++++ Data listing ++++
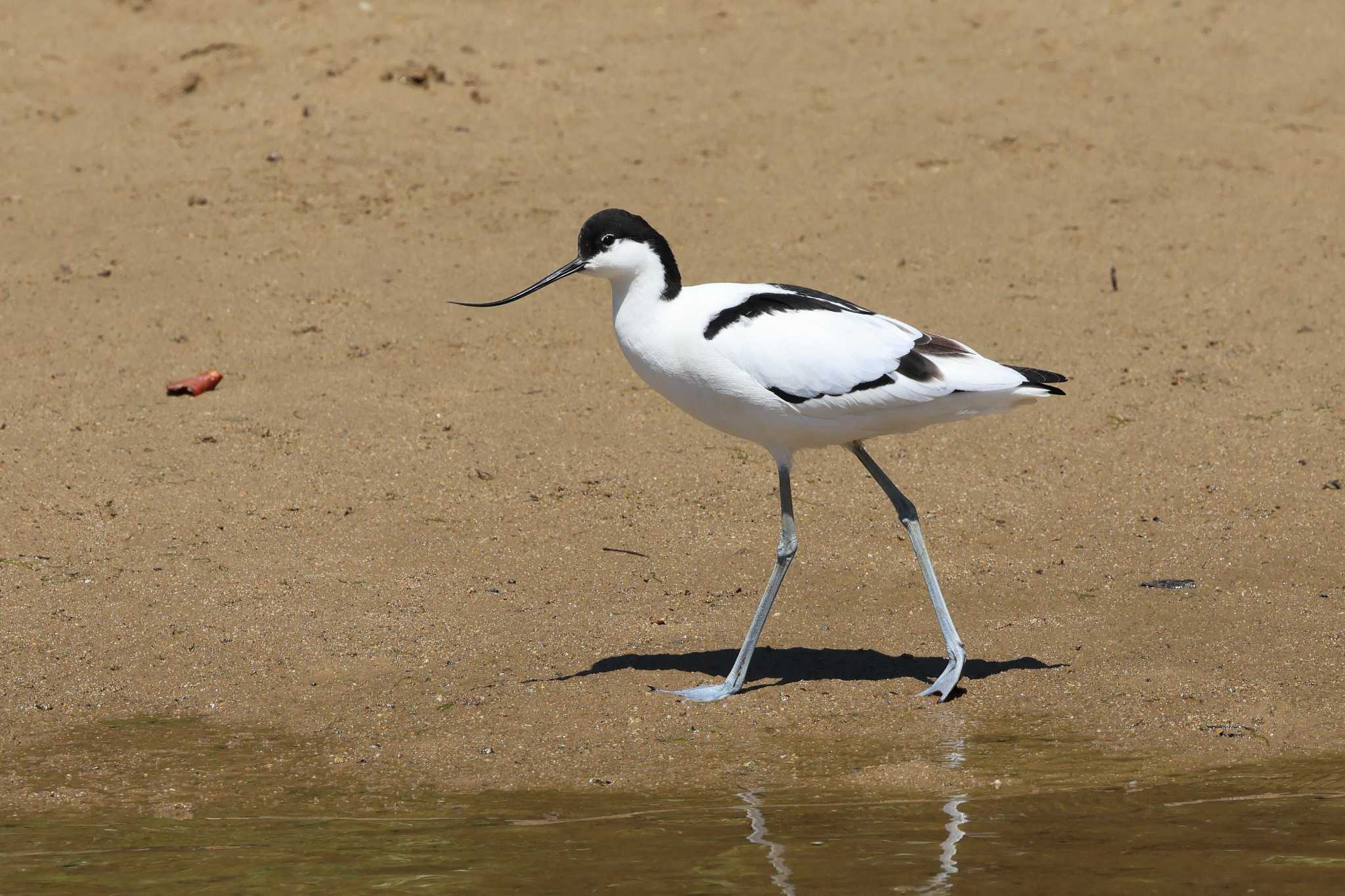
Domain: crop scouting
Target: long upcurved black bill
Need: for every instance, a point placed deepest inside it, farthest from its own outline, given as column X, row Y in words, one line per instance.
column 573, row 268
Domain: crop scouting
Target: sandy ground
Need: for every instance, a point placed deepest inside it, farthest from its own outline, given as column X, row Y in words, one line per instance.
column 386, row 532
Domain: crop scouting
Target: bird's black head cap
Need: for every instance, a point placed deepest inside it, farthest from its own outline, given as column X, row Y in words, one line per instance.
column 611, row 224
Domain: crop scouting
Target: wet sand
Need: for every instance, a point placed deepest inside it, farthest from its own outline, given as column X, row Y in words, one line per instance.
column 386, row 531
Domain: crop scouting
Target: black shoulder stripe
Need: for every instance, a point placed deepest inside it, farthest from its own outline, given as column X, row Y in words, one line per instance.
column 825, row 297
column 799, row 299
column 916, row 367
column 787, row 396
column 1038, row 377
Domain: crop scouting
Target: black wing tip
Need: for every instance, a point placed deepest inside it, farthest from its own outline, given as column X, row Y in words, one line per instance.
column 1038, row 377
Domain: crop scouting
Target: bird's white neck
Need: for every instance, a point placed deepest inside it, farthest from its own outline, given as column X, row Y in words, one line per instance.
column 638, row 286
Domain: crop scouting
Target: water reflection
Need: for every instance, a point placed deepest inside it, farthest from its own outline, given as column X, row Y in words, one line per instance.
column 940, row 883
column 775, row 852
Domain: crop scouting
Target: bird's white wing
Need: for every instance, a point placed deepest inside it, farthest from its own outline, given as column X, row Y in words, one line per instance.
column 824, row 354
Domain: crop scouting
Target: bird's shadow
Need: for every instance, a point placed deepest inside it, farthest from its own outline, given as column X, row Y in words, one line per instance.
column 806, row 664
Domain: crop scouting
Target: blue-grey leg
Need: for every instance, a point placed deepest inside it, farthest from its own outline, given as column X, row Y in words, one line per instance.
column 783, row 555
column 944, row 684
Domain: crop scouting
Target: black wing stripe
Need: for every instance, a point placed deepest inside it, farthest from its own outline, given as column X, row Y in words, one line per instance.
column 916, row 367
column 1039, row 377
column 798, row 299
column 933, row 345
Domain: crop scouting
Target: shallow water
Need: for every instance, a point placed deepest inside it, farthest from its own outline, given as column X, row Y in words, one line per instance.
column 1269, row 829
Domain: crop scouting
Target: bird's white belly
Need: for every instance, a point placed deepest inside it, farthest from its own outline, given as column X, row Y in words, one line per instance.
column 711, row 389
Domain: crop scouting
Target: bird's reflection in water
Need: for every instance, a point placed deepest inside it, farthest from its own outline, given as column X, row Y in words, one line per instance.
column 775, row 852
column 942, row 883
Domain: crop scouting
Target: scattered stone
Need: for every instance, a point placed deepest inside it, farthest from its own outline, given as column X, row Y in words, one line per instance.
column 416, row 75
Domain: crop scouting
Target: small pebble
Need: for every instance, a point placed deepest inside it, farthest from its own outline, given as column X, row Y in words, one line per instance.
column 1169, row 584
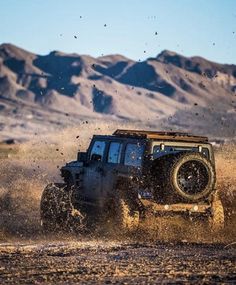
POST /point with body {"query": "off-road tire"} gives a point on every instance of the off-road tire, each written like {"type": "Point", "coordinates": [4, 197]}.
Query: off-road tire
{"type": "Point", "coordinates": [217, 217]}
{"type": "Point", "coordinates": [169, 187]}
{"type": "Point", "coordinates": [57, 212]}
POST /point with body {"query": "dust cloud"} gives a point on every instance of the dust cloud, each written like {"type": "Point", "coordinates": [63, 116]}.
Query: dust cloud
{"type": "Point", "coordinates": [26, 172]}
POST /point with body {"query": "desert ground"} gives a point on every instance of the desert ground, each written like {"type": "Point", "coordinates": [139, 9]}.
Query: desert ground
{"type": "Point", "coordinates": [156, 253]}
++++
» **Work to be completed**
Each line of the data is to be duplicated exactly; pictures stay out of the copy.

» **Exercise solution**
Domain: crop scouting
Target: long upcurved black bill
Need: for every instance, a point placed deepest inside it, farthest from its own outline, given as column X, row Y in words, one line per instance.
column 573, row 268
Domain: crop scouting
Target: sandy ground
Need: for every instance, a point placed deepest inside it, farthest from its own outline, given as column X, row Y in words, one line per instance.
column 386, row 532
Domain: crop scouting
Target: bird's black head cap
Need: for every instance, a point placed deepest inside it, farthest from its own outline, given as column X, row Y in words, one line per instance.
column 611, row 224
Domain: crop scouting
Target: wet sand
Need: for every instance, a point placed deepest inside it, farthest from its own outline, given as column X, row Y in words, one line per instance.
column 386, row 531
Domain: crop scouting
Target: black shoulder stripe
Need: for every instance, a point placed deepest inside it, farthest from its own outline, given as column X, row Y in words, one line per instance.
column 825, row 297
column 799, row 299
column 916, row 367
column 787, row 396
column 1038, row 377
Domain: crop scouting
Target: black wing tip
Need: for every instance, a point placed deepest inside it, farthest from its own outline, given as column X, row Y in words, one line per instance.
column 1038, row 377
Domain: crop scouting
Target: bird's white neck
Need: for every instance, a point placed deepest inside it, farthest from its own outline, given as column X, row Y in words, one line per instance.
column 638, row 286
Domain: crop scouting
Target: water reflection
Need: for every instance, a point placed deepest inside it, farthest from its own outline, given as column X, row Y in words, one line per instance.
column 940, row 883
column 775, row 852
Domain: crop scouting
Target: bird's white wing
Need: for every instance, a point placed deepest inside it, farthest from its own outline, given as column X, row Y in words, one line per instance.
column 824, row 354
Domain: crop scouting
Target: bird's shadow
Need: for every instance, a point placed deepest inside it, farthest from its own outline, given as column X, row Y in words, one line per instance.
column 806, row 664
Domain: crop scouting
Target: blue-grey leg
Need: for every instance, a point placed deepest inside it, farthest from its own outline, given as column X, row Y in words, one line per instance.
column 783, row 555
column 944, row 684
Domain: crop scouting
Target: black wing stripe
Need: for every instance, a point placed deepest inside it, farthest from its own outline, given as column X, row Y in words, one line per instance.
column 916, row 367
column 1039, row 377
column 798, row 299
column 933, row 345
Domain: crop scouting
Target: shallow water
Need: for every instance, a point placed deepest inside it, farthest from its own outline, given as column X, row Y in words, one line per instance.
column 1269, row 829
Domain: crop scouting
Target: bird's white belly
Need: for every instance, a point placed deepest inside it, farthest from its own outline, given as column X, row Y in words, one line per instance.
column 711, row 389
Domain: crop scouting
Target: bird's reflection in water
Need: for every instance, a point placed deepest inside it, farthest from its own outline, given as column X, row Y in words, one line per instance.
column 775, row 852
column 942, row 883
Domain: crop scouting
Target: scattered stone
Need: for every instance, a point placed deepest inside it, farthest from its own outline, given as column X, row Y in words, one line per instance.
column 416, row 75
Domain: crop scouting
Target: small pebble
Need: for every instance, a point placed deepest inside it, farthest from its own outline, given as column X, row Y in words, one line per instance.
column 1169, row 584
POST /point with body {"query": "off-road tire"} gives a point on every instance of the off-road tire, each written like {"type": "Point", "coordinates": [4, 197]}.
Query: off-road tire
{"type": "Point", "coordinates": [217, 217]}
{"type": "Point", "coordinates": [169, 187]}
{"type": "Point", "coordinates": [57, 212]}
POST /point with body {"query": "dust cloud"} gives a point on every instance of the dust cloud, each written like {"type": "Point", "coordinates": [63, 116]}.
Query: dust cloud
{"type": "Point", "coordinates": [26, 172]}
POST /point with body {"query": "desert ground"} gives a point on every instance of the desert ground, each written like {"type": "Point", "coordinates": [139, 9]}.
Query: desert ground
{"type": "Point", "coordinates": [156, 253]}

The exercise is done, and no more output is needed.